*Information shown*
— begin —

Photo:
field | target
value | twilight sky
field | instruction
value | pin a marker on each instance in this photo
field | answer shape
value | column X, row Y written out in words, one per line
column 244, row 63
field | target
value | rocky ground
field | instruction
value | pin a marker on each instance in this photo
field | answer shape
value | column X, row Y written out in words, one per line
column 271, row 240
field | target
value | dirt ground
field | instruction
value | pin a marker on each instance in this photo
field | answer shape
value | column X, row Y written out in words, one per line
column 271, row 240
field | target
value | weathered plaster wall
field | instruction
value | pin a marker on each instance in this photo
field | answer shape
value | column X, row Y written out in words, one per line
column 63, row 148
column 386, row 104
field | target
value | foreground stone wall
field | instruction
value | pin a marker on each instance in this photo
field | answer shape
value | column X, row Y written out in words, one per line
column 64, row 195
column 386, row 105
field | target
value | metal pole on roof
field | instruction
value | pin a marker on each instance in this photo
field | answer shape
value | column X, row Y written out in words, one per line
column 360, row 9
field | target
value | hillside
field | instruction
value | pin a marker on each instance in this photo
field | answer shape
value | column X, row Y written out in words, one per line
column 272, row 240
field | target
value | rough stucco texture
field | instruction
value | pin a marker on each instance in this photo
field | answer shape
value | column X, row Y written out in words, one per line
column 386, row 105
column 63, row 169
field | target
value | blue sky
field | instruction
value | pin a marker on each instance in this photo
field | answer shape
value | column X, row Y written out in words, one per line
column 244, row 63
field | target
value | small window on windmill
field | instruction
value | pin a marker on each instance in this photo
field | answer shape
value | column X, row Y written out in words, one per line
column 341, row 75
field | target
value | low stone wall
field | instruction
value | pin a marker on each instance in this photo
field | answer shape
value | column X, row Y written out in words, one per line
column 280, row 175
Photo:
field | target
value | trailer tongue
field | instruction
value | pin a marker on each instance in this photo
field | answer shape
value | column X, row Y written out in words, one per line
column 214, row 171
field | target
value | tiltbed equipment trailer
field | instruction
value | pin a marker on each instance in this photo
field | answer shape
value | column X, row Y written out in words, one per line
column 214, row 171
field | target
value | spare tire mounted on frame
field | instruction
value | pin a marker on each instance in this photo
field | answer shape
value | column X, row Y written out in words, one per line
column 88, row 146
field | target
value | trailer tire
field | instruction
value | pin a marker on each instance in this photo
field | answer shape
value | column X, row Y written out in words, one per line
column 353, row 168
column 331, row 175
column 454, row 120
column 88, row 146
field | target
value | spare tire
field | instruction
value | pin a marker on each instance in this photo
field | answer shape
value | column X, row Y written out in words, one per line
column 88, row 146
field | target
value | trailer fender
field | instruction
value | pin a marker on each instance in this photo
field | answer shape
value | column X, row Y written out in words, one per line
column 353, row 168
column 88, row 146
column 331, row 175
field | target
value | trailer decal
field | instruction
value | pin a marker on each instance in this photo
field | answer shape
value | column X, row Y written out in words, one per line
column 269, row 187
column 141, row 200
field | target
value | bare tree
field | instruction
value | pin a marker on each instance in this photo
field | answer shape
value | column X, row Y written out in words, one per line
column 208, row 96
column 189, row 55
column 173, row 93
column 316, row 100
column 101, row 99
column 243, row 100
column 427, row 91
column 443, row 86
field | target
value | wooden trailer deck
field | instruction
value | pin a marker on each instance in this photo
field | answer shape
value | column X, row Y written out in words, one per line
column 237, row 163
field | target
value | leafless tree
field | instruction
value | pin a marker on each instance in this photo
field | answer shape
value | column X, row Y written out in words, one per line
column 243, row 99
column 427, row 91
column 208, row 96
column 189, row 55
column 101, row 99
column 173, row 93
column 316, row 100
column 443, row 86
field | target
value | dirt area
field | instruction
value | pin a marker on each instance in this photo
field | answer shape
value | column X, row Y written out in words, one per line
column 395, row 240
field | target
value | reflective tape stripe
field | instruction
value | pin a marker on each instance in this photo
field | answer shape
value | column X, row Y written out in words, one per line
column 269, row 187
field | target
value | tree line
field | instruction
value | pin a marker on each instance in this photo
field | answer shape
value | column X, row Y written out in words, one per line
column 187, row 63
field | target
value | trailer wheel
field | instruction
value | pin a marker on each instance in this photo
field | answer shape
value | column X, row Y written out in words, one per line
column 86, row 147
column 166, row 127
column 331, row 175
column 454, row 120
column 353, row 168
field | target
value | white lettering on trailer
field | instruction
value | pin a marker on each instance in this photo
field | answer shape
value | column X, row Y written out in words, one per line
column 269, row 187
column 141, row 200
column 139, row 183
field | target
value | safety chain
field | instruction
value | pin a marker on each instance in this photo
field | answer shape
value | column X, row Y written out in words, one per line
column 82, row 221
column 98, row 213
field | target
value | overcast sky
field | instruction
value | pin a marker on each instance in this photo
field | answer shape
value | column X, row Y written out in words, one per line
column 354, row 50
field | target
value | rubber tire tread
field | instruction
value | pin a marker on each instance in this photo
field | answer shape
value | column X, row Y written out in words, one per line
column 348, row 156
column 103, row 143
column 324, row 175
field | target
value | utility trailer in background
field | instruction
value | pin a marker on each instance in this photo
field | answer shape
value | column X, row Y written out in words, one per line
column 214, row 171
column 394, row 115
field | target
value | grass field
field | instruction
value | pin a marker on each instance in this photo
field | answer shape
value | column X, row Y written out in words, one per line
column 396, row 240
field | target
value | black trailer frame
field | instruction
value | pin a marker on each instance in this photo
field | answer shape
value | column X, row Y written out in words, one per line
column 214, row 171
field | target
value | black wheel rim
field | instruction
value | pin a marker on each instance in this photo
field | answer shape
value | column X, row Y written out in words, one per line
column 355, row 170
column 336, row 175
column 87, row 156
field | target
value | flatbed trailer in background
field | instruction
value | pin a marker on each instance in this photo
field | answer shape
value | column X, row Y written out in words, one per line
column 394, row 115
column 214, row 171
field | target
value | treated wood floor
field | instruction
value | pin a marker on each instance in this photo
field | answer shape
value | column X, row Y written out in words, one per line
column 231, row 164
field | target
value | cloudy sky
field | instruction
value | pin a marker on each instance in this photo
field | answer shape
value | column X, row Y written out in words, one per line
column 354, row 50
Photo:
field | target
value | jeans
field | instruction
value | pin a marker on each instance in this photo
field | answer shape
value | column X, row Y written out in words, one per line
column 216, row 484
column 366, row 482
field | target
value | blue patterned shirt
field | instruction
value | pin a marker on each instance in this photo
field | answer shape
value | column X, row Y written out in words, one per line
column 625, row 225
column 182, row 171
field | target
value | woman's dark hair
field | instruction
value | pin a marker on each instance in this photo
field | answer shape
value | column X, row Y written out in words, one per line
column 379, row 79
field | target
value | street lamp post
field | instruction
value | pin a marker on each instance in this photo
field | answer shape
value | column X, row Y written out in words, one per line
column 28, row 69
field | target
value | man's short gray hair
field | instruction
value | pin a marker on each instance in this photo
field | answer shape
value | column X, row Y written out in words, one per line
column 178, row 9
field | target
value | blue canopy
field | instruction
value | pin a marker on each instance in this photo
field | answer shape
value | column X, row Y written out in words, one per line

— end —

Identify every line of the listing above that contains the word "frame", and copy each of those lines. Treat uppercase and lowercase as different.

value | spare tire mounted on frame
value | black trailer frame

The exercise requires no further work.